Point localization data
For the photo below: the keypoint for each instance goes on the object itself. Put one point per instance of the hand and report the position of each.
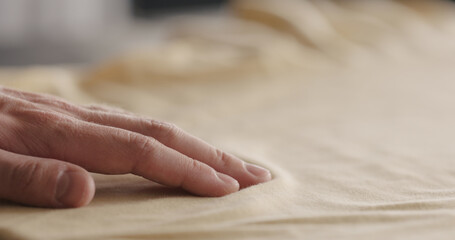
(47, 146)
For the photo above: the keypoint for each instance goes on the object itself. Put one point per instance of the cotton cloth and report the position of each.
(350, 104)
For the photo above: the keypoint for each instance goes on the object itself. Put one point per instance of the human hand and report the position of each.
(47, 145)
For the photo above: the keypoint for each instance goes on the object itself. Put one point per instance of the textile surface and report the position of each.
(350, 104)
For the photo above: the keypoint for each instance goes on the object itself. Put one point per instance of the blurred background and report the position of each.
(83, 31)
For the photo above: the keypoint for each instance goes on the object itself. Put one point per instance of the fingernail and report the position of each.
(63, 184)
(71, 189)
(257, 171)
(227, 179)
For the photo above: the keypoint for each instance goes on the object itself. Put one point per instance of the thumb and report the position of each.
(44, 182)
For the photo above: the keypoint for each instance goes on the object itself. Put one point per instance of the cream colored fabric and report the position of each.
(350, 104)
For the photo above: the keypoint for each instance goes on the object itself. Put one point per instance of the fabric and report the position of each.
(350, 104)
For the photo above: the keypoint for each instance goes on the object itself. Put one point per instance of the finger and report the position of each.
(168, 134)
(247, 174)
(43, 182)
(110, 150)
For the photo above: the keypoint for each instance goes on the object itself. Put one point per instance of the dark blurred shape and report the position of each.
(147, 8)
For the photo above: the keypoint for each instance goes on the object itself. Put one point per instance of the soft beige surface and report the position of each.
(350, 103)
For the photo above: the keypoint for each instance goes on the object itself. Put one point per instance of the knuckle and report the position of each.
(223, 158)
(144, 147)
(165, 130)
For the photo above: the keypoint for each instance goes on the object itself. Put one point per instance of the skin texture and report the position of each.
(48, 146)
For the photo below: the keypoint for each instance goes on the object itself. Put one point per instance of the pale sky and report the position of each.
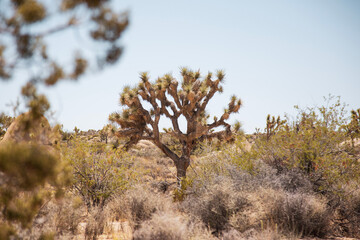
(276, 54)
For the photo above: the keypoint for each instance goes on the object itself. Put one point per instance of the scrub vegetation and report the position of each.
(297, 178)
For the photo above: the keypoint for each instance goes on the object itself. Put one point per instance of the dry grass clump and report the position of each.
(171, 226)
(162, 226)
(57, 218)
(215, 205)
(300, 214)
(95, 223)
(138, 205)
(348, 213)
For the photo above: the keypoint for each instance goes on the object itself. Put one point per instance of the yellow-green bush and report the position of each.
(99, 171)
(30, 174)
(314, 142)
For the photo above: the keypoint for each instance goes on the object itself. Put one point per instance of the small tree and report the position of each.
(166, 99)
(353, 127)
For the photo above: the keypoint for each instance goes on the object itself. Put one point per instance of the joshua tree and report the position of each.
(272, 125)
(166, 98)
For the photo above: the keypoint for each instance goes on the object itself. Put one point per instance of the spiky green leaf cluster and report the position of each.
(171, 99)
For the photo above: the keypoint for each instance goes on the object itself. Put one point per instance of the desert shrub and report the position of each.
(29, 175)
(68, 215)
(215, 205)
(95, 223)
(300, 214)
(5, 122)
(99, 171)
(314, 144)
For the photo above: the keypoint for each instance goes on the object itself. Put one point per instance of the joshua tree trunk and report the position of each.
(166, 99)
(181, 166)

§ WHAT YOU ARE ASKED TO DO
With the images excluded, reproduce the data above precisely as written.

§ WRITTEN RESPONSE
For the photo below: the keypoint for each instance goes on the object itself. Put one point per instance of the hand and report the position of each.
(47, 146)
For the photo above: the keypoint for each instance goes on the object itself. Put one point per instance of the cotton cloth and report the position of each.
(350, 104)
For the photo above: the keypoint for each instance goes on the object itself. Put one point per instance of the human hand and report the position of each.
(47, 145)
For the photo above: the keypoint for each instance goes on the object itself. Put one point per instance of the textile surface and report the position of each.
(350, 104)
For the photo above: the keypoint for each instance goes on the object itself. Put one point per instance of the blurred background and report the position of each.
(83, 31)
For the photo above: the keypoint for each instance goes on the object itself. Put one point per instance of the fingernail and report the position of each.
(63, 184)
(71, 189)
(257, 171)
(227, 179)
For the photo above: the keypoint for each instance goes on the object itself. Put one point per instance of the thumb and report the position of each.
(44, 182)
For the photo above: the keypoint for each instance goes on the object itself. Put one point per instance of the cream colored fabric and report the position of each.
(350, 104)
For the photo above: the keypoint for each instance goes on the object itself. Put one point per instance of the fabric and report the position of each.
(350, 104)
For the photo above: the keypoint for each instance goes on the object itself. Put one point per instance of the finger and report the position of each.
(168, 134)
(247, 174)
(43, 182)
(110, 150)
For the photo above: the keypoint for each instance goes on the object itself. Put one point per instance of the dark blurred shape and report the position of each.
(147, 8)
For the photo above: the keypoint for each instance goes on the object itself. Put one point per instance of the soft beige surface and report the position of each.
(350, 103)
For the photo above: the keypoint for each instance goes on the object itself. Put one point per instance of the knuckle and report the position of each.
(223, 158)
(144, 147)
(165, 130)
For the photo above: the keypoint for each instance goes on the object itself. Put one point per instance of the skin texture and report the position of each.
(48, 146)
For the photo below: the keypoint for each instance goes on the object itself. Put one point per instance of the pale sky and report the position of each.
(276, 54)
For the photo above: the keypoint for each instance goes on the object itself. Put one point per instance of the scrub vegetation and report the position of each.
(297, 178)
For the photo above: the keypoint for each instance goes on the object itself. Put one point per instance of the dry grass clump and report the position of each.
(171, 226)
(162, 226)
(57, 218)
(215, 205)
(300, 214)
(95, 223)
(138, 205)
(348, 213)
For the photo above: the keypoint for each instance goes on the object itself. Put one point per instance of the yellow-green bush and report the position of each.
(99, 171)
(30, 174)
(314, 142)
For the photo above: the keypoint for each instance goes on the object itself. Put one point per instance of the small tree and report the position of each.
(166, 99)
(353, 127)
For the photo above: the keypoint for each instance goes on the object itself. Put one point per instance of the joshua tree and report the position of each.
(272, 125)
(166, 98)
For the photo above: the keypoint for each instance goes on the object itself. Put one point per instance of the spiky green leaf cluster and report the position of each.
(171, 99)
For the photo above: the keypoint for each instance goes on the object itself. Put one point per instance of the desert shrub and report the position of each.
(29, 175)
(68, 215)
(215, 205)
(95, 223)
(300, 214)
(5, 122)
(99, 171)
(314, 144)
For the photo above: the keypoint for each instance goes on the object itself. Put one point per instance of the joshua tree trunk and report the position of each.
(166, 99)
(181, 166)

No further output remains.